WHAT THE EXERCISE ASKS:
Your copy of the material must match it exactly, except that pictures are dropped.

MATERIAL:
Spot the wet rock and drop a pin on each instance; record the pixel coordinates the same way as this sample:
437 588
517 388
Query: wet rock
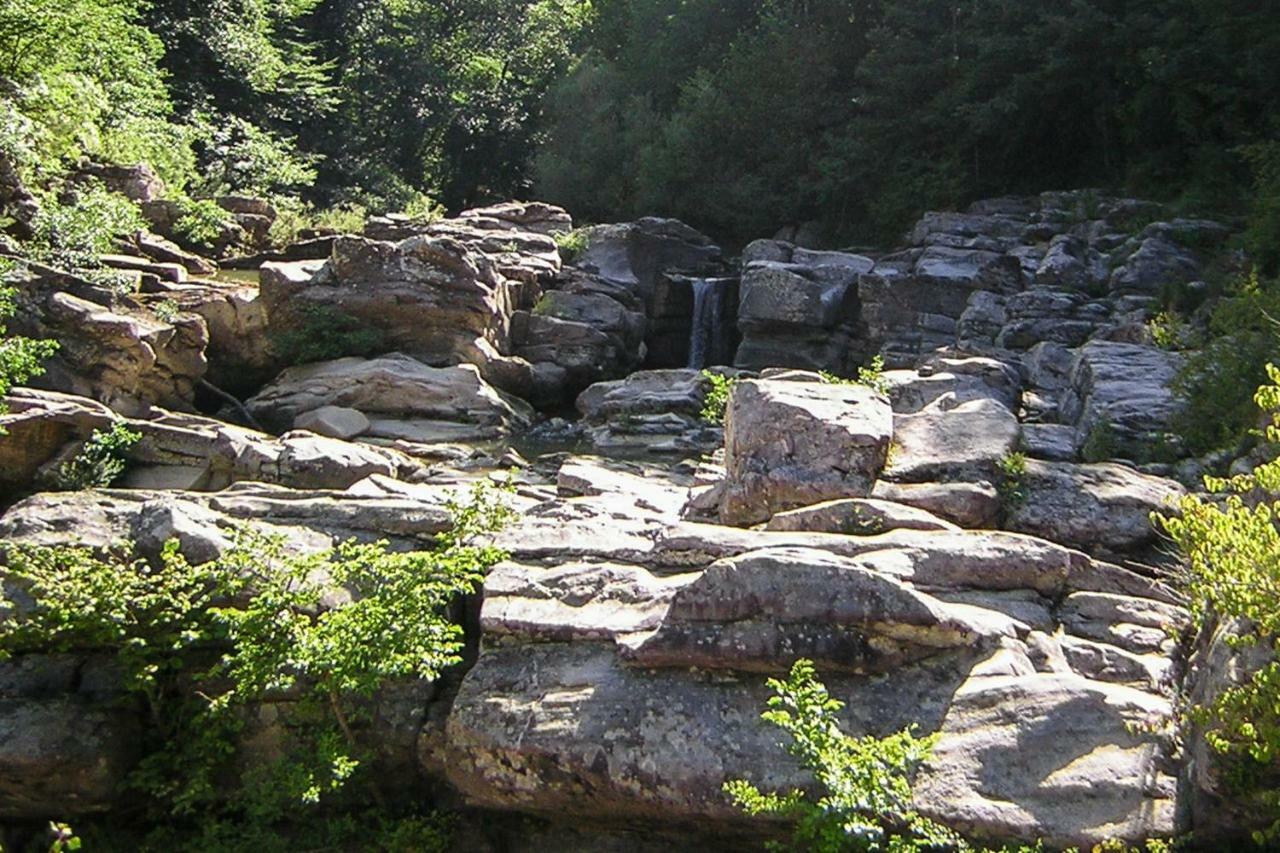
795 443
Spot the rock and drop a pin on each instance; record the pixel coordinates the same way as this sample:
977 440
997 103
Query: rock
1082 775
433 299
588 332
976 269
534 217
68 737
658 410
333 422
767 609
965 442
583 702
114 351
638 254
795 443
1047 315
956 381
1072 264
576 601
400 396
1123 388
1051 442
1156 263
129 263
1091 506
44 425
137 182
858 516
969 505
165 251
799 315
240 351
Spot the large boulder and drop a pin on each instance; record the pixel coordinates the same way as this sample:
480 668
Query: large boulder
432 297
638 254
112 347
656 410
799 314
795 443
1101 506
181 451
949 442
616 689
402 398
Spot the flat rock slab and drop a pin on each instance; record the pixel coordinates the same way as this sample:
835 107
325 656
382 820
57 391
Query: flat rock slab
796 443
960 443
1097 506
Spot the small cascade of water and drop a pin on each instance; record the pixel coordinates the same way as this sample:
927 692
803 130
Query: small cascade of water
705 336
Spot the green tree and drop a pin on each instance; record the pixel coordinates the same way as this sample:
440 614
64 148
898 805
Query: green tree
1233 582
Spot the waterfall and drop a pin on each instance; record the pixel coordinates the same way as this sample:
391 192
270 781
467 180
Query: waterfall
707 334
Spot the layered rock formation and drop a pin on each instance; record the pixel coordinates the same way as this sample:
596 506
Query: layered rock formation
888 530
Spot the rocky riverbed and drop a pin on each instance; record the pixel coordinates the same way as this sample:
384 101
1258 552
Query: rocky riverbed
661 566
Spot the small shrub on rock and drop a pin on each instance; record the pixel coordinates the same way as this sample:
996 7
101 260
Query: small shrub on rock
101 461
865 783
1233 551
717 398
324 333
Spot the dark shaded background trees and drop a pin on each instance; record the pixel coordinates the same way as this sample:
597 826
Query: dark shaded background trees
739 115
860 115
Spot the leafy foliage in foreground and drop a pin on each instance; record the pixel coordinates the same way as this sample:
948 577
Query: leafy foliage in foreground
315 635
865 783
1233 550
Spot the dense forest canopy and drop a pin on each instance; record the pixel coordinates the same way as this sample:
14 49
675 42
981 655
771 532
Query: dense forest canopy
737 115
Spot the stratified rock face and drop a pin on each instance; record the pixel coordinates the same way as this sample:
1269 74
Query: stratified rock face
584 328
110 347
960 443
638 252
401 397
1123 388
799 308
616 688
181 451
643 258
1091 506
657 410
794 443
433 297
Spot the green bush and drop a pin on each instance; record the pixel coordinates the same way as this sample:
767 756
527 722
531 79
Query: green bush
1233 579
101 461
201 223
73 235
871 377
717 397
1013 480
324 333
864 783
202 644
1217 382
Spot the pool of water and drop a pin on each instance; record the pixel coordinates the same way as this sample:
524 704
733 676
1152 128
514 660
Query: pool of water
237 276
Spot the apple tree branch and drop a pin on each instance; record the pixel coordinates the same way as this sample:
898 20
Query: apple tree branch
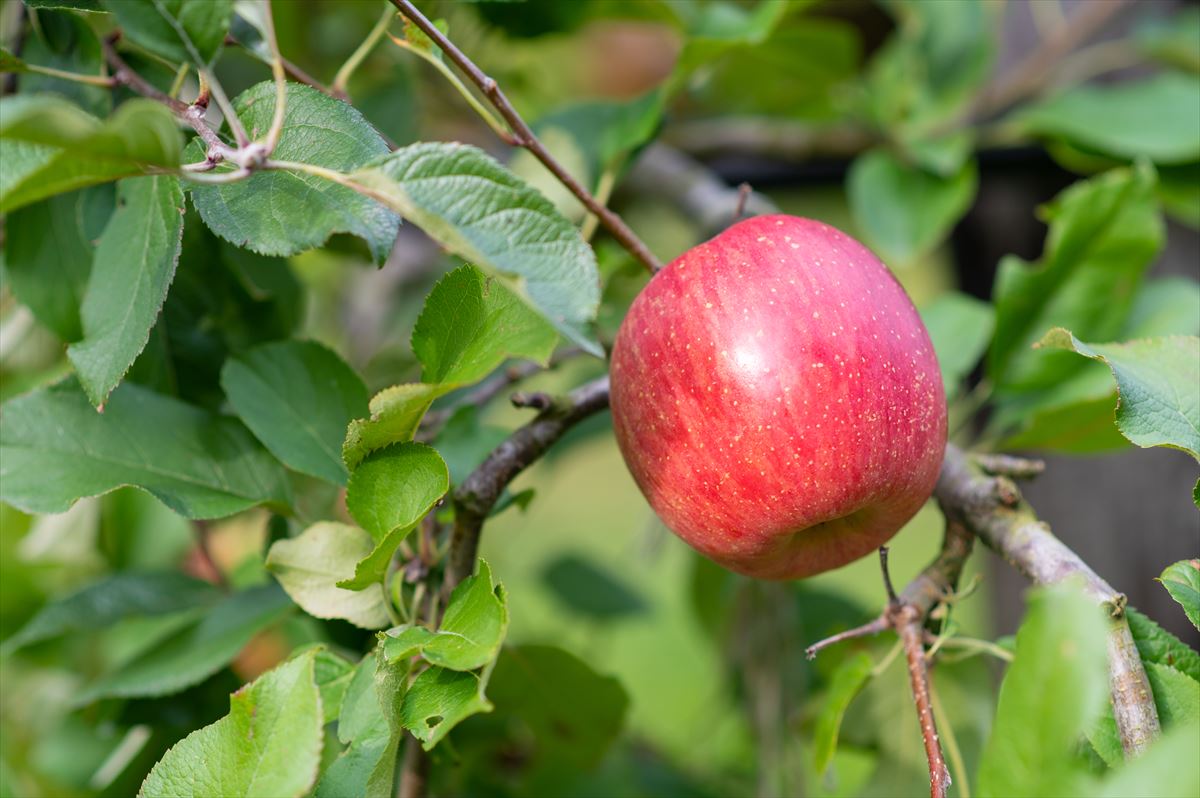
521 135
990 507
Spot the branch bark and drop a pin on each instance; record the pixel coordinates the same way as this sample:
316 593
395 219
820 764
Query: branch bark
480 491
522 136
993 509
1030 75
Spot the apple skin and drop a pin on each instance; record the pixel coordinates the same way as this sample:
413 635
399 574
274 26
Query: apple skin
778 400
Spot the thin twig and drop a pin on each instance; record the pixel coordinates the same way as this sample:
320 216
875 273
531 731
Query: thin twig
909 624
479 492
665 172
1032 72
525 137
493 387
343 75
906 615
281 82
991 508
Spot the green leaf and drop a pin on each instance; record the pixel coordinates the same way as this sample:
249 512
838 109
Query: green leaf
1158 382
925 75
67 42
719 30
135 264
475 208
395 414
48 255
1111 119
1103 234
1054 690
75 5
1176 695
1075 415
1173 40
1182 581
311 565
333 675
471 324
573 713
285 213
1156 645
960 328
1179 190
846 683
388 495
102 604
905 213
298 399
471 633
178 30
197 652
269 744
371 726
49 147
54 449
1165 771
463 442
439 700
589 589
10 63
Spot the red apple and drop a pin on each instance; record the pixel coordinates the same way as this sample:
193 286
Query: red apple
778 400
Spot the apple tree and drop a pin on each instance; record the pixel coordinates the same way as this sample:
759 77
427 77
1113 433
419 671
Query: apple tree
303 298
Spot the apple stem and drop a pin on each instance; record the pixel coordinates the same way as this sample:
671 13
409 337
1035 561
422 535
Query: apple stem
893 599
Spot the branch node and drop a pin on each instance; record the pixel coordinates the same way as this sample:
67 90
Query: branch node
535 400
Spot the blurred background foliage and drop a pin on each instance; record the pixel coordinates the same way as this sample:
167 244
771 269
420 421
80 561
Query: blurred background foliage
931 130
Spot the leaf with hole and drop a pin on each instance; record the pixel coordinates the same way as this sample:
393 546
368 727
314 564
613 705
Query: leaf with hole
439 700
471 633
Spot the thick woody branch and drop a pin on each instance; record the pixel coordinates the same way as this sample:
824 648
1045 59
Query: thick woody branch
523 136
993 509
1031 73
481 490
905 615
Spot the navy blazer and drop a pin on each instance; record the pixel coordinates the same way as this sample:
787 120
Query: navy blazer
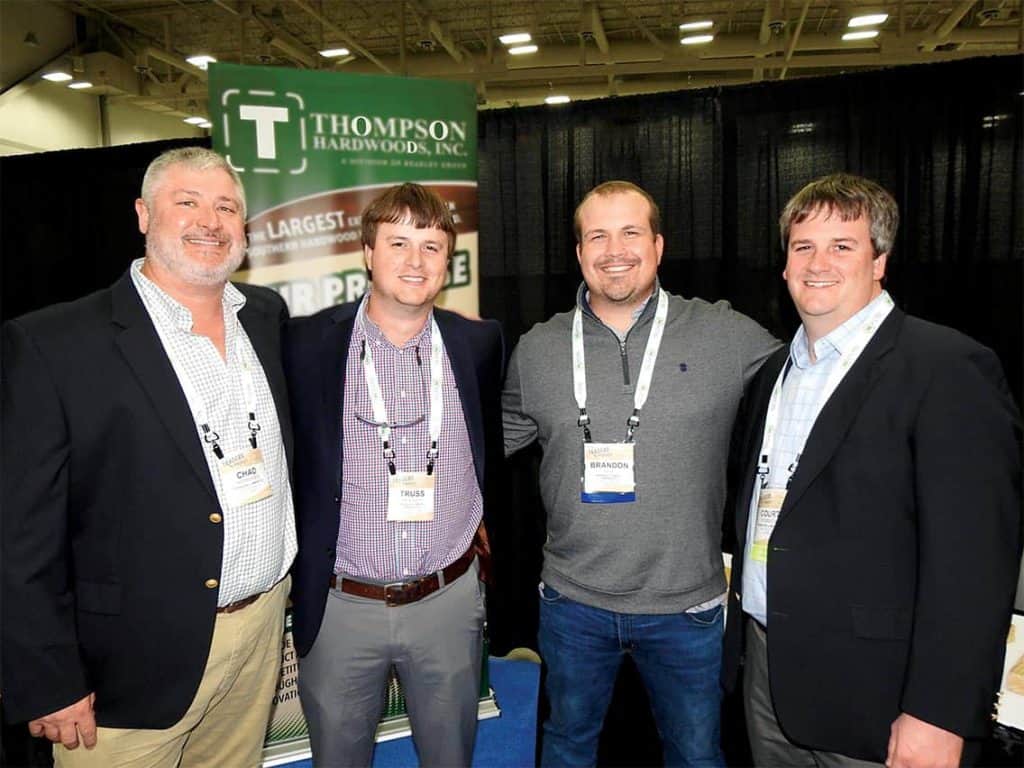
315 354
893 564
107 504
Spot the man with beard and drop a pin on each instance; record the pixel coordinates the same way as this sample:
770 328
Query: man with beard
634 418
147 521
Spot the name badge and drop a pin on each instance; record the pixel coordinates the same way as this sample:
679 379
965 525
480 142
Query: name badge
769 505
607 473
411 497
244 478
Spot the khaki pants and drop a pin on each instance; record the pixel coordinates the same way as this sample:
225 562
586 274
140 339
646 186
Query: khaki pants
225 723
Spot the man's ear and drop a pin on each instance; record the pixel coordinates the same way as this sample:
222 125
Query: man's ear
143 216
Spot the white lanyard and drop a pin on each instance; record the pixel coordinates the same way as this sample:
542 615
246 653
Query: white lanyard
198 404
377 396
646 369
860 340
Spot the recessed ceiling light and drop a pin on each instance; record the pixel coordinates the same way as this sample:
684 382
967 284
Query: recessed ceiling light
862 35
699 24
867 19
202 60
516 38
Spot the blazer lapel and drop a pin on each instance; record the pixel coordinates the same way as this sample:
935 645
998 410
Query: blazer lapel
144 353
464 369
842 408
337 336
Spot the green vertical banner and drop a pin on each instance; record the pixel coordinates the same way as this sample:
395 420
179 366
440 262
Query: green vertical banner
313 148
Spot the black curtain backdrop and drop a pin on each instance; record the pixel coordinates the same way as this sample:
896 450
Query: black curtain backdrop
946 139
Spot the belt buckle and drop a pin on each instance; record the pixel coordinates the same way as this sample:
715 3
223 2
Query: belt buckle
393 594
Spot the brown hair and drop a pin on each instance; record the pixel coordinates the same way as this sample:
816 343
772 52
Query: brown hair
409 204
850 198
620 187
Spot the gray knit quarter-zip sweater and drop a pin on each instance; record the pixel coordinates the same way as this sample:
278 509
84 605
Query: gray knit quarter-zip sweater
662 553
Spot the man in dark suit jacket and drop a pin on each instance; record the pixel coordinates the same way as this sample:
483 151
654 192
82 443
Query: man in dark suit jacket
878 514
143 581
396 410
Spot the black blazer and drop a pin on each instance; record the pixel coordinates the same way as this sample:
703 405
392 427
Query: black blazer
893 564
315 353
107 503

FULL OUTPUT:
Spot the wet rock and drop a pin on each instance; record the pixel coordinates the same way as this sample:
437 588
517 388
Query: wet rock
795 443
Spot the rock and drop a pin on each instance; record the pixel coordinates the same way as this sample:
977 440
997 103
Query: rock
1082 775
433 299
588 332
976 269
534 217
68 737
658 410
333 422
767 609
965 442
583 702
114 351
638 254
795 443
1047 315
956 381
1072 264
576 601
400 396
1123 388
1051 442
1156 263
129 263
1091 506
44 425
137 182
858 516
969 505
165 251
799 315
240 351
Spot the large boulder and drop a pin on each instance; record the pixel coordinates the same way as this sample:
480 668
Query: large boulder
432 297
638 254
112 347
656 410
799 314
795 443
1101 506
181 451
949 442
616 689
402 398
Spot the flat rock slab and drop a pin on each instance; record the pixel coordinates the same way as this sample:
835 107
325 656
382 820
57 391
Query: flat rock slab
796 443
960 443
1097 506
Spot the small cascade of water and drop a pin on each instance; record the pixel coordinates the same way as this sample:
927 692
803 130
Query: small cascade of water
705 336
Spot the green tree and drop a pin on each instance; record the pixel coordinates the same way as this sample:
440 614
64 148
898 805
Query: green tree
1233 582
Spot the waterfall and drop a pin on each instance; record the pixel coordinates the same way as this sample:
391 192
270 781
467 180
Query: waterfall
707 334
Spot the layered rock formation and drop a pin on each instance; record the pixel coordinates the same way as this sample:
596 506
Query: layered rock formation
888 530
Spot the rocky riverbed and drop a pin on each instance; record the pixel coordinates the same way as this sample:
384 101
1258 552
Query: rocky riverbed
661 566
Spot the small shrub on rock and drop a pin on each instance; record the pixel coordinates the same way as this sample:
996 7
101 260
Query: small shrub on rock
101 461
865 783
1233 551
717 398
324 333
Spot the dark shaded background trees and drop a pin on each instance; record the pixel coordinates the same way as this sample:
597 826
Query: dark shaded background trees
739 115
860 115
Spot the leafy foliage in foreground and drop a pin on each instance; record the pixel coordinates the same way as this sample:
948 577
Query: leafy foliage in foreground
315 635
865 783
1233 550
Spot the dense forest canopy and drop a pin on each instance; record the pixel coordinates the same way as this sample:
14 49
675 42
981 655
771 532
Query: dense forest canopy
737 115
Spot the stratified rock face and drop a pin on each instance; record the pixel coordinates the same way as this sample:
1269 74
Query: stratified rock face
584 328
110 347
960 443
638 252
401 397
1123 388
799 308
616 688
181 451
643 258
1091 506
657 410
794 443
433 297
Spot the green bush and drop a pin on each instance; record the pixel coordinates the same way as this sample:
767 756
527 722
531 79
Query: green bush
1233 579
101 461
201 223
73 235
871 377
717 397
1013 480
324 333
864 783
202 644
1217 382
Spot the pool of water and drop a pin on each instance; record the pixel coordinates the same way as this sample:
524 704
733 676
1152 128
514 660
Query: pool of water
237 276
Spot the apple tree branch and drop a pin on each instance; record the pixel coordinates the same way as this sample:
898 20
Query: apple tree branch
521 135
990 507
Spot the branch bark and drop a pin on each instance; record the pixel coordinates the same way as this sample:
316 593
395 219
820 764
Query: branch bark
480 491
522 136
993 509
1030 75
Spot the apple skin and drop a pin on each instance; record the pixel coordinates the same way as this sample:
413 635
399 574
274 26
Query: apple skin
778 400
Spot the thin twig and drop a pin on each instance; record the pixel coordinates the same way as this sample:
320 216
875 273
531 731
Query: thin twig
909 624
479 492
665 172
1032 72
525 137
493 387
343 75
906 615
281 82
991 508
Spot the green leaf and drop a pin on each instance; record the pixel coordinates the same way as this sample:
249 512
838 109
Query: green leaf
1158 382
925 75
67 42
719 30
135 264
475 208
395 414
48 255
1111 119
1103 234
1054 690
75 5
1176 695
1075 415
1173 40
1182 581
311 565
333 675
471 324
573 713
285 213
1156 645
960 328
1179 190
846 683
388 495
102 604
905 213
298 399
471 633
178 30
197 652
269 744
371 726
49 147
54 449
1165 771
463 442
439 700
589 589
10 63
Spot the red apple and drop a pin on each instance; record the pixel coordinates the same way as this sample:
193 286
Query: red apple
778 400
Spot the apple tree and drop a pin on each instance; record the pixel coordinates the same way as this sample:
759 77
427 77
1113 433
419 671
Query: apple tree
303 298
Spot the apple stem and drop a pin on each instance; record the pixel coordinates the same way as this sample:
671 13
409 337
1035 561
422 535
Query: apple stem
893 599
Spot the branch node and drop a pin on each instance; record the pixel coordinates the same way as this sample:
67 90
Query: branch node
535 400
Spot the blurred background foliage and drop a pin on each instance; record the pixel coordinates the same way as this sample:
167 244
771 269
420 421
80 561
Query: blurred background foliage
931 130
Spot the leaf with hole and drop a pin on each instance; record the pixel coordinates the same way as this sample:
393 546
368 727
314 564
613 705
Query: leaf with hole
439 700
471 633
Spot the thick woody branch and drop a pin on each instance; record the pixel coordinates the same way as this sample:
824 648
1045 59
Query: thick woody branch
523 136
993 509
1031 73
481 490
905 615
Spot the navy blazer and drop a pin on each instance; record the pixel coordinates the same way as this sample:
787 120
Query: navy blazer
315 354
893 564
107 504
Spot the man with beard and drop a pin on each instance; record the pixel coordinates the same way as this sample:
770 328
Query: man with beard
634 418
147 521
Spot the name badge and drop a pin on each instance; record the pixel coordinates the same way as this sample:
679 379
965 525
480 142
Query: name badge
769 505
607 473
411 497
244 478
Spot the khaki pants and drop a pin on each instance; record the pixel coordinates the same way as this sample:
225 562
586 274
140 339
646 186
Query: khaki pants
225 723
Spot the man's ear and drop a pin on each instance; record the pixel coordinates the same way as this sample:
222 125
Query: man's ear
143 216
Spot the white lanyard and drop a pin on each instance; record the pixel coordinates the same way as this sample:
542 615
246 653
Query: white lanyard
198 404
377 396
646 369
860 340
Spot the recessed ceiling light and drop a pin on each instance; record the pixel coordinates the same way as this sample:
684 382
967 284
Query: recessed ceiling light
862 35
699 24
867 19
202 60
516 38
Spot the blazer lapel and drop a pin on each instance; record the pixel coordinates the same way as this sample:
935 645
998 410
Query: blazer lapel
144 353
464 369
842 408
337 336
Spot the green vertical banner and drop a pin on each instance; record the pixel coordinates the same way as this sample:
395 420
179 366
440 262
Query: green vertical banner
313 148
Spot the black curtain backdrop and drop a pin on each instance; record the pixel coordinates the same way as this sample:
896 450
Query: black curtain backdrop
946 139
Spot the belt buckle and drop a pin on each instance; record the pixel coordinates the same way as this sample:
715 3
223 2
Query: belt buckle
393 594
Spot the brown hair and drop a pin on each instance; record the pixel coordinates the same way as this sample:
816 343
772 52
Query: brown hair
409 204
850 198
620 187
Spot the gray knit quarter-zip sweater and drop a pin on each instance; record the pixel coordinates the same way as this sample:
278 509
84 605
Query: gray knit quarter-zip sweater
662 553
Spot the man in dark suit jacket and drop a pin on each instance; record the pixel coordinates the same way as this sample:
483 151
654 192
82 443
Query: man in dark suit jacket
878 514
143 581
396 410
Spot the black blazer and drop a pin on each instance; record the pixel coordinates the same way as this sample:
703 405
392 427
Query: black blazer
893 564
315 353
107 503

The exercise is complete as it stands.